= EXERCISE GOAL =
Copy out the rows word for word, from the first line through the line containing "[[756, 411]]", including both of those lines.

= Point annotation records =
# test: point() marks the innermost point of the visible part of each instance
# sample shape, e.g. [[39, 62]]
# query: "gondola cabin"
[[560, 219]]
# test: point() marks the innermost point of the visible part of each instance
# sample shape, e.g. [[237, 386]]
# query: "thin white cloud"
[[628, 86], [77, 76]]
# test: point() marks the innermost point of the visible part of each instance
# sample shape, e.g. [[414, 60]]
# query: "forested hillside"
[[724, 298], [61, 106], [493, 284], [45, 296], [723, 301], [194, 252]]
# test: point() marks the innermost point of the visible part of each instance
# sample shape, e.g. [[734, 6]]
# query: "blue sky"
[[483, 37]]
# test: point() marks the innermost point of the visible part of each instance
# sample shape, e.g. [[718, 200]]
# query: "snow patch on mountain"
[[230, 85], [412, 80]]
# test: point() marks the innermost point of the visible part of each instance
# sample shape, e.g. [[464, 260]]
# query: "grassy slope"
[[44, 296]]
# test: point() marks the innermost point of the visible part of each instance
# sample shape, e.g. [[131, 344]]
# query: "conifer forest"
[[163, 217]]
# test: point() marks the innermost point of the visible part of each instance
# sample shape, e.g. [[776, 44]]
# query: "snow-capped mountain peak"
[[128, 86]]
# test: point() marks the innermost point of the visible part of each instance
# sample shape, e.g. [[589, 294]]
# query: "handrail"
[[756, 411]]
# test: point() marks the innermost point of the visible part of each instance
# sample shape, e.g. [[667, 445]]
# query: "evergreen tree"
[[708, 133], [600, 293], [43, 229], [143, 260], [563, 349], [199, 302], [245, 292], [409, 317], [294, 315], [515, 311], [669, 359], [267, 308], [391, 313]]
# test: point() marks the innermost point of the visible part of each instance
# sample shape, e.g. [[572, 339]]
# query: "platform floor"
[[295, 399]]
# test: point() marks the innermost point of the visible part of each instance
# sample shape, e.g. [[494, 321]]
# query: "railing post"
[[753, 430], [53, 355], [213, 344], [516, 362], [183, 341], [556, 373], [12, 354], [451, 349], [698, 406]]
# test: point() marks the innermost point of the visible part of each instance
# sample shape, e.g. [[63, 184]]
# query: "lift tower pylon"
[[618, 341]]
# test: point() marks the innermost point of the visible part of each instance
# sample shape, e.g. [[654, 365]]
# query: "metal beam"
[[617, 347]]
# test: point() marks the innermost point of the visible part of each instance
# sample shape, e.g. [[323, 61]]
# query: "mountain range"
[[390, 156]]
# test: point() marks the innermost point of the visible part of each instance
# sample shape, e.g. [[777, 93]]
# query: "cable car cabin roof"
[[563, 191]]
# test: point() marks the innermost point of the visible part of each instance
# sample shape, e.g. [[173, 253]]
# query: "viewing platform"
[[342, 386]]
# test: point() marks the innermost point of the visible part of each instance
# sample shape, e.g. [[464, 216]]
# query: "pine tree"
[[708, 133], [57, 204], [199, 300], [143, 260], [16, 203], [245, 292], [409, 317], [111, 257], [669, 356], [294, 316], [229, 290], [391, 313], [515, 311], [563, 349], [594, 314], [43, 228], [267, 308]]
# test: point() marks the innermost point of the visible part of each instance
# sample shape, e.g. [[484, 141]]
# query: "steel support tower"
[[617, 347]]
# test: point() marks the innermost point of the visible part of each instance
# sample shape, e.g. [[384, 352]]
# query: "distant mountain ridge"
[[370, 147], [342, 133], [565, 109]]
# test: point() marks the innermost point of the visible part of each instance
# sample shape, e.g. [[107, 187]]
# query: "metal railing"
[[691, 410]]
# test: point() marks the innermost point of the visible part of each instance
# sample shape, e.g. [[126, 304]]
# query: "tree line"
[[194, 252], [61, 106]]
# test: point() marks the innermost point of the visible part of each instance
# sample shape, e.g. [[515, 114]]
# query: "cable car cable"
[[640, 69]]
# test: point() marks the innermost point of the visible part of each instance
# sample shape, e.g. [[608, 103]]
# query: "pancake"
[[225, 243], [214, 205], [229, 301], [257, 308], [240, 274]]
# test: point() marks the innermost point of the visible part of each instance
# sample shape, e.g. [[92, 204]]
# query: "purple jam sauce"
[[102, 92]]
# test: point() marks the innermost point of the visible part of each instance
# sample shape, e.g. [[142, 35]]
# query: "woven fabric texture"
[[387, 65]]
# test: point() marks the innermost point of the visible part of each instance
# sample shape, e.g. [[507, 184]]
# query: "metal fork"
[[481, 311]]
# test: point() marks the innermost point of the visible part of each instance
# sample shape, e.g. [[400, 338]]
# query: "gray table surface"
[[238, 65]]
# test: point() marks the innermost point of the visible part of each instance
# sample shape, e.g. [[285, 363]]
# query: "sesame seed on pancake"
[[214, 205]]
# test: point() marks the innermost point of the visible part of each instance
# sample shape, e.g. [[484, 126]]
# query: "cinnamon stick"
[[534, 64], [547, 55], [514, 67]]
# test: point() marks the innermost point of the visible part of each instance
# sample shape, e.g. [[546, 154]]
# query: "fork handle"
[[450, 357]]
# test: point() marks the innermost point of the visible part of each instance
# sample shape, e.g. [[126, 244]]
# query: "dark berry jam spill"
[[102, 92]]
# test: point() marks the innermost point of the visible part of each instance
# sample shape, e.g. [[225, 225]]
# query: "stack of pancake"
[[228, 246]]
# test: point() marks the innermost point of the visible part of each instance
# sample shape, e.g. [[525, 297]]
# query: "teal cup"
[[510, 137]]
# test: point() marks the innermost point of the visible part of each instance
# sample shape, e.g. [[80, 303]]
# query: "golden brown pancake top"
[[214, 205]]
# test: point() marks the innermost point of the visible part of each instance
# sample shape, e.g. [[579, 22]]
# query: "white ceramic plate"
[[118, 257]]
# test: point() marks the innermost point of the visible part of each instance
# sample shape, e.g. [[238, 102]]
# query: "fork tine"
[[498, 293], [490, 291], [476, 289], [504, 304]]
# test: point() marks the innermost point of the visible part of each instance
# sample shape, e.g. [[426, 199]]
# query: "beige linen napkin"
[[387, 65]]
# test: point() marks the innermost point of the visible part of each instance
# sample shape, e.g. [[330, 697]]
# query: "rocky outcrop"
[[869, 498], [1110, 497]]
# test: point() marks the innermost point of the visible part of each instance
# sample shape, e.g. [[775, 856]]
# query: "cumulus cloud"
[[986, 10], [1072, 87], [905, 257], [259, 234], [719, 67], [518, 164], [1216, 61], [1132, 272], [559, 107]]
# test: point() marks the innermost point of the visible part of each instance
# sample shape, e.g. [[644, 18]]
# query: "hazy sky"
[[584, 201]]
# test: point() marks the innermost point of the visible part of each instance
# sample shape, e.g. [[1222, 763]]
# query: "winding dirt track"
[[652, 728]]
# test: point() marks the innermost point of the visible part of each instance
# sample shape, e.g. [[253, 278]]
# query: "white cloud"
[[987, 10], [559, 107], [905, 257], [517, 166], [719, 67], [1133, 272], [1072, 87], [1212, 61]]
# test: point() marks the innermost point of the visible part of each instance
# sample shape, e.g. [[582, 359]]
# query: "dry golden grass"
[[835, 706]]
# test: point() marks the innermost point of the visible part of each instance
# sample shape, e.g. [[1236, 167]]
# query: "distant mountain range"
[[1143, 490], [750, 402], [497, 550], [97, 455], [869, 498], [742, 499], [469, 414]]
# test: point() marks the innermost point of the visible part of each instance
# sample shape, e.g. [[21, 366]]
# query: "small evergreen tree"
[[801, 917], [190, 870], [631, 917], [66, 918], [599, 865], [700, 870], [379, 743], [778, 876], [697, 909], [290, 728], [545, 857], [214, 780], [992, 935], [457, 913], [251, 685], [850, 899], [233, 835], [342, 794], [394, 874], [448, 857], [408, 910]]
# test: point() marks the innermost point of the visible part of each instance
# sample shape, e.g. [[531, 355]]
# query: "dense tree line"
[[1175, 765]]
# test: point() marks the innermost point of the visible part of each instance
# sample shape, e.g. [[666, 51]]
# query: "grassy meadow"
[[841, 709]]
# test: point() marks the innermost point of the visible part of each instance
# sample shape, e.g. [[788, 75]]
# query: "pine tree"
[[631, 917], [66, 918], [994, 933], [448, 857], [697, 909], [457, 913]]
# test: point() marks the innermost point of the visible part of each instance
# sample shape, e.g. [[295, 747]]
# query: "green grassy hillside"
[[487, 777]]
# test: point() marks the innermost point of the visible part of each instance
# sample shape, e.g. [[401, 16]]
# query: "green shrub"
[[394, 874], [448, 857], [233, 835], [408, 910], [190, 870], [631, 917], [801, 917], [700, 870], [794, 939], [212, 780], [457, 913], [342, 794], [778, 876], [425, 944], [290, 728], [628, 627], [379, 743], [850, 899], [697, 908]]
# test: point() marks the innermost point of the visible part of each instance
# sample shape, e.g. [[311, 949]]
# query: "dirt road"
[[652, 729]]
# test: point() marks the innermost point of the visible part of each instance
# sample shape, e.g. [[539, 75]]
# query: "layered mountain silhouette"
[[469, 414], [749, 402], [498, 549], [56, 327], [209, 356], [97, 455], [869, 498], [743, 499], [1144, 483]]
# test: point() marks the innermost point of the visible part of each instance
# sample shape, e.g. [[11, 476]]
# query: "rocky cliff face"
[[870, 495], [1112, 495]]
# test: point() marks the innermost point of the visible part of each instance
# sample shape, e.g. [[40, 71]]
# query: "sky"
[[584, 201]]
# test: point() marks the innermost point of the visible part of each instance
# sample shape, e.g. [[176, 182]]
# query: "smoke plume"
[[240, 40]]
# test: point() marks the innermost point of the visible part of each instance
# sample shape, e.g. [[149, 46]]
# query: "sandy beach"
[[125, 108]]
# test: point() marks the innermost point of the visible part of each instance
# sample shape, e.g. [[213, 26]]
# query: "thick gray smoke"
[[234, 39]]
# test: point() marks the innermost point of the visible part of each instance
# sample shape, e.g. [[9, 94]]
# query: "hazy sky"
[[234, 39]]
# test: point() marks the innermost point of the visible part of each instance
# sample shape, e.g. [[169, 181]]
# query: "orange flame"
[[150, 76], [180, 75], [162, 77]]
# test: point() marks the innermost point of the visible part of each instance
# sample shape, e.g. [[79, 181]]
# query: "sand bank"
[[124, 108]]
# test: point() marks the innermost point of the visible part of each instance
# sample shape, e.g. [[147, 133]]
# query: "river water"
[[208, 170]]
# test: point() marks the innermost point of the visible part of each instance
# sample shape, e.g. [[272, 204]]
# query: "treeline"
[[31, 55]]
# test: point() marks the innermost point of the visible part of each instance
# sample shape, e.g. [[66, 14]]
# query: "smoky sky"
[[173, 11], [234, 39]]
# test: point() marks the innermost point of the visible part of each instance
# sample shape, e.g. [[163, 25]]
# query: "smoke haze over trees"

= PROBLEM SOLUTION =
# test: point() marks the innermost point of the visible part of each instance
# sample shape, e.g. [[39, 62]]
# query: "gondola cabin"
[[560, 219]]
# test: point() marks the innermost point of the visible part of each instance
# sample shape, e.g. [[237, 386]]
# query: "thin white cloud"
[[628, 86], [77, 76]]
# test: point() marks the innermost point of the visible part of each instance
# sample shape, e.g. [[414, 60]]
# query: "forested hillside"
[[724, 298], [61, 106], [493, 284], [45, 296], [723, 301], [194, 252]]
# test: point() marks the innermost point of the visible part of each instance
# sample shape, e.g. [[734, 6]]
# query: "blue sky"
[[483, 37]]
# test: point() marks the innermost point of the visible part of each instance
# sample shape, e.g. [[718, 200]]
# query: "snow patch on mountain"
[[230, 85], [412, 80]]
# test: point() marks the innermost point of the visible part of each instance
# sample shape, e.g. [[464, 260]]
# query: "grassy slope"
[[44, 296]]
# test: point() marks the innermost point of the visible part of each instance
# sample shape, e.g. [[131, 344]]
# query: "conifer forest"
[[163, 217]]
# test: point() marks the innermost point of the visible part of each instance
# sample shape, e.g. [[776, 44]]
# query: "snow-capped mountain peak"
[[128, 86]]
# test: point() marks the innermost point of the visible part of each instance
# sample shape, e.g. [[589, 294]]
# query: "handrail"
[[756, 411]]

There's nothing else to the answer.